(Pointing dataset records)
________________________

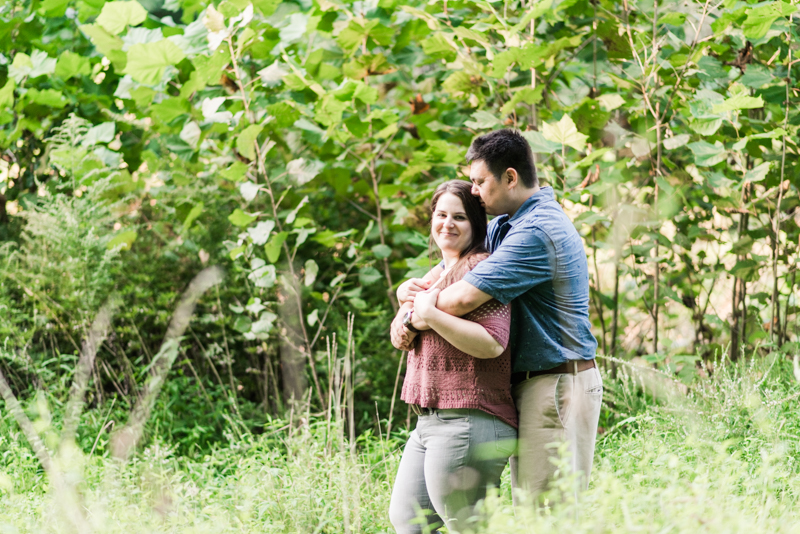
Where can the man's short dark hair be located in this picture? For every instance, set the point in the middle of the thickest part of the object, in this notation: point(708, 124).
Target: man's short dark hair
point(504, 149)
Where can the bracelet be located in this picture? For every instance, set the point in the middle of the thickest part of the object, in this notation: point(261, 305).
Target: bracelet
point(407, 322)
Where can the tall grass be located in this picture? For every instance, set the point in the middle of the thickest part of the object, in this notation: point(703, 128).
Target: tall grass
point(722, 457)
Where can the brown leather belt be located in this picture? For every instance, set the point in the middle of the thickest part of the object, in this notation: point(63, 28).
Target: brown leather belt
point(568, 367)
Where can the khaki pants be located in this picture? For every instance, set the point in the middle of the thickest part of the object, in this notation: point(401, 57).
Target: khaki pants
point(553, 410)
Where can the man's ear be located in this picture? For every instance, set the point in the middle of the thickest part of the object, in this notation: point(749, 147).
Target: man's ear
point(512, 177)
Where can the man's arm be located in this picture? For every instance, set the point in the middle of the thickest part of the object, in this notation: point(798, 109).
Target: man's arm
point(412, 286)
point(458, 299)
point(461, 298)
point(402, 337)
point(467, 336)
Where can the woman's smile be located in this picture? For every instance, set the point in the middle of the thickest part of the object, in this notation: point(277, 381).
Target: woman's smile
point(451, 228)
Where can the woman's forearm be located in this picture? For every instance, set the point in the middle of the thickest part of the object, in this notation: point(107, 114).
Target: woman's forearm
point(467, 336)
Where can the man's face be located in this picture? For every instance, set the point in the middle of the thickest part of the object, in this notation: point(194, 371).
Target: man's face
point(491, 191)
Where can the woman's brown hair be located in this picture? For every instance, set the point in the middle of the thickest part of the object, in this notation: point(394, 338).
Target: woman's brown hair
point(476, 214)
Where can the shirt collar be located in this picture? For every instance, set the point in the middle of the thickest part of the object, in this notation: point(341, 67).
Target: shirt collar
point(542, 195)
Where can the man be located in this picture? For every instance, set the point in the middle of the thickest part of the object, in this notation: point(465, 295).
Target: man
point(538, 263)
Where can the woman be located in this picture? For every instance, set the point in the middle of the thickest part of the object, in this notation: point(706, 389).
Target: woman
point(458, 382)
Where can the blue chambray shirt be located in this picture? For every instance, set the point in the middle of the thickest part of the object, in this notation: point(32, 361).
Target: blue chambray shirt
point(538, 262)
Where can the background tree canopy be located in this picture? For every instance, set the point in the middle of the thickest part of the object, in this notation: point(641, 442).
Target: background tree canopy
point(296, 144)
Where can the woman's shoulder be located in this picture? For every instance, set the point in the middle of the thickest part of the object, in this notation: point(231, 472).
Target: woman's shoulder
point(475, 259)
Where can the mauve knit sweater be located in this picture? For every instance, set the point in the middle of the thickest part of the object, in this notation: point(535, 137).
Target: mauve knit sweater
point(439, 375)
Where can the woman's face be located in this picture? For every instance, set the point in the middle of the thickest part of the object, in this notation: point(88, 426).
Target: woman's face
point(451, 228)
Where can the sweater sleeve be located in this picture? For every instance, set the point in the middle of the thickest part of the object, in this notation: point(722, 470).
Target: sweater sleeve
point(495, 318)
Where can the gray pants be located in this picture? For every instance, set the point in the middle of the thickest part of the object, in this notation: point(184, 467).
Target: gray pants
point(447, 464)
point(556, 409)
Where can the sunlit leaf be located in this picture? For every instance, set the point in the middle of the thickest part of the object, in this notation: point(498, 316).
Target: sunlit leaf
point(146, 62)
point(240, 218)
point(564, 132)
point(116, 16)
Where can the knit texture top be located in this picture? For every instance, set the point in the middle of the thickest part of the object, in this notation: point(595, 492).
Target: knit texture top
point(439, 375)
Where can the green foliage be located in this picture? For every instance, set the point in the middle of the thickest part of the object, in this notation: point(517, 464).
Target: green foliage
point(296, 143)
point(722, 458)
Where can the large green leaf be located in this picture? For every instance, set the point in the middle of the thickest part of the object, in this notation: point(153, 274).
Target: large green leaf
point(147, 62)
point(71, 64)
point(758, 173)
point(245, 142)
point(116, 16)
point(565, 132)
point(240, 218)
point(760, 19)
point(737, 102)
point(101, 39)
point(706, 154)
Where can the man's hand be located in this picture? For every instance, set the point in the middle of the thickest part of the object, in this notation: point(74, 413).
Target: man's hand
point(402, 337)
point(425, 303)
point(408, 289)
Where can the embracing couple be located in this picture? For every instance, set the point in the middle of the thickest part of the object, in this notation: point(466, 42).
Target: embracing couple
point(501, 360)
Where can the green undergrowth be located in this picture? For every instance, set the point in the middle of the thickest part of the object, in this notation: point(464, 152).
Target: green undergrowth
point(722, 456)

________________________

# [Challenge]
Arrange the lines of the records above as a JSON list of strings, one string per line with blank lines omitted. Include only the lines from the one containing "Where can the blue" up to and including the one containing "point(556, 409)".

# [Response]
[
  "Where can the blue chambray shirt be located in this picture? For every instance, set the point in the middle of the thickest part of the object, in this notation: point(32, 361).",
  "Target: blue chambray shirt",
  "point(538, 262)",
  "Where can the background tree canopy be located in this picture? For every instance, set the point in the middle of the thickest part of the object, in this notation: point(641, 442).",
  "Target: background tree canopy",
  "point(296, 144)",
  "Where can the woman's shoulder be located in this picture? For every instance, set the point in the middle of the thickest part of the object, in this notation: point(231, 472).",
  "Target: woman's shoulder",
  "point(475, 259)",
  "Where can the mauve knit sweater be located in this picture? For every instance, set the point in the middle of the thickest part of the object, in this notation: point(535, 137).",
  "Target: mauve knit sweater",
  "point(439, 375)",
  "Where can the woman's face be located in this picture? For every instance, set the point in the middle of the thickest part of the object, in this notation: point(88, 426).",
  "Target: woman's face",
  "point(451, 228)",
  "Where can the sweater sleeve be located in this picture? For every instance, set the point in the middle of the thickest part of the object, in this notation: point(722, 470).",
  "Target: sweater sleeve",
  "point(495, 318)",
  "Where can the gray pants be located in this picture? For every instance, set the point in the middle of the thickest part of the object, in this notation: point(184, 467).",
  "Target: gray pants",
  "point(447, 464)",
  "point(556, 409)"
]